** EXERCISE TEXT follows **

First Comes Love, Then Comes Marriage
(1 Corinthians 13)
Happy Father's Day to all the fathers here. We've got a present for you at the end of the service. It won't be an edible one like the Dad's cookies we used to give out, but it will fit nicely in your toolbox and it's guaranteed peanut free. I hope you'll enjoy it.
We've been in a bit of a different series called Lies I've Believed, looking at some commonly held beliefs and why they might not always be helpful or true. We've looked at two already - if it feels good and doesn't hurt anybody, it's okay, and our lives are supposed to be comfortable. Today we're looking at a third lie. This one's a partial lie. Based on reactions I've received from people as I've talked about it, I may be heading into trouble today, so bear with me.
The lie we're going to look at today comes under the title of First Comes Love, Then Comes Marriage. I've left out the part about the baby carriage that comes after. This lie is about romance, and you can see how I'm heading toward trouble. It's Father's Day and I'm about to suggest that maybe romance isn't all that it's cracked up to be. I may need help.
This past week I conducted the funeral for a man in his 85th year. Last year, I conducted a funeral for his wife. They met in the Second World War. When he first saw her, he said he felt like he was looking at a movie star. They fell in love and lived the rest of their lives in love with each other.
Here's the dream we have: that we will fall in love with somebody, and that love relationship will defy the odds and lead to lasting happiness. The airwaves are full of songs about love. Most movies - even ones about sinking ships and the Pearl Harbor invasion - are about this type of love. Explain it how you'd like - physical attraction, bio-chemical impulses, falling in love - but romantic love is part of our world.
I don't want to put romantic love down. Romantic love is a gift from God. In Biblical times, marriages weren't always the result of romantic love, but you still get glimpses of romance as you read the stories of the Bible. You see Jacob working fourteen years to marry the woman that he loves. The Song of Solomon is one a book of romance and passion, so risqu‚ that in the third century, Origen, an early church father, wouldn't let new Christians read it. Proverbs 30 says that one of the most amazing and mysterious things to understand is "how a man loves a woman" (Proverbs 30:19). Romance is certainly a gift from God to be celebrated and enjoyed.

** End of EXERCISE TEXT **

:: TASK DIRECTIONS ::
Please state how many years, according to the text on romance above, Jacob worked to marry the woman he loved.

** ENTRIES SHOWN follows **

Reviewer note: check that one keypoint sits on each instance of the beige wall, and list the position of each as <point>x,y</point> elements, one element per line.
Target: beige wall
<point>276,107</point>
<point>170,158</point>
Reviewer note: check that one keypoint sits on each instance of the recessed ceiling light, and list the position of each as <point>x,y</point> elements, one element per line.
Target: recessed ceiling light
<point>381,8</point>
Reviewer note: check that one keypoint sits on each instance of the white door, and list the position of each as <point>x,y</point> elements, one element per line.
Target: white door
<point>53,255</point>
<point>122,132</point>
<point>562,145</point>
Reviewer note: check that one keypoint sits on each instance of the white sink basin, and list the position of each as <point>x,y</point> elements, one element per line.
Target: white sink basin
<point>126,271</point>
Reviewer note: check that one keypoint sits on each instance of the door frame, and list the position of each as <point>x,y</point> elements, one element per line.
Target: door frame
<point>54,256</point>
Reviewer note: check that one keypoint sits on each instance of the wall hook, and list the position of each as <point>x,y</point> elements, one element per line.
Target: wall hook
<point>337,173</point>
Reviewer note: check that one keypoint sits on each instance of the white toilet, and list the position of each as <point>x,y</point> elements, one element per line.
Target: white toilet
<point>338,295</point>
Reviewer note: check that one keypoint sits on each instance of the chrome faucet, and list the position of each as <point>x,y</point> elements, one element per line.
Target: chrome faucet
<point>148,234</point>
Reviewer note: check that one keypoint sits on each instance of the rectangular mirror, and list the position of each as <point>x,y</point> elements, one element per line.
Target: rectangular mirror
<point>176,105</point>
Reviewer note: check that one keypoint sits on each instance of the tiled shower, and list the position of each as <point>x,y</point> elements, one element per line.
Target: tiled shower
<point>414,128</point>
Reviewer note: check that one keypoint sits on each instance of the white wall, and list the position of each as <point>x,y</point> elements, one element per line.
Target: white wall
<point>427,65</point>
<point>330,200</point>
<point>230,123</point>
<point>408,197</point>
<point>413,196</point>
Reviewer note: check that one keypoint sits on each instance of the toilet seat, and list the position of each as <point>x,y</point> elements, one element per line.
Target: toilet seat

** End of ENTRIES SHOWN **

:: EXERCISE ANSWER ::
Fourteen years.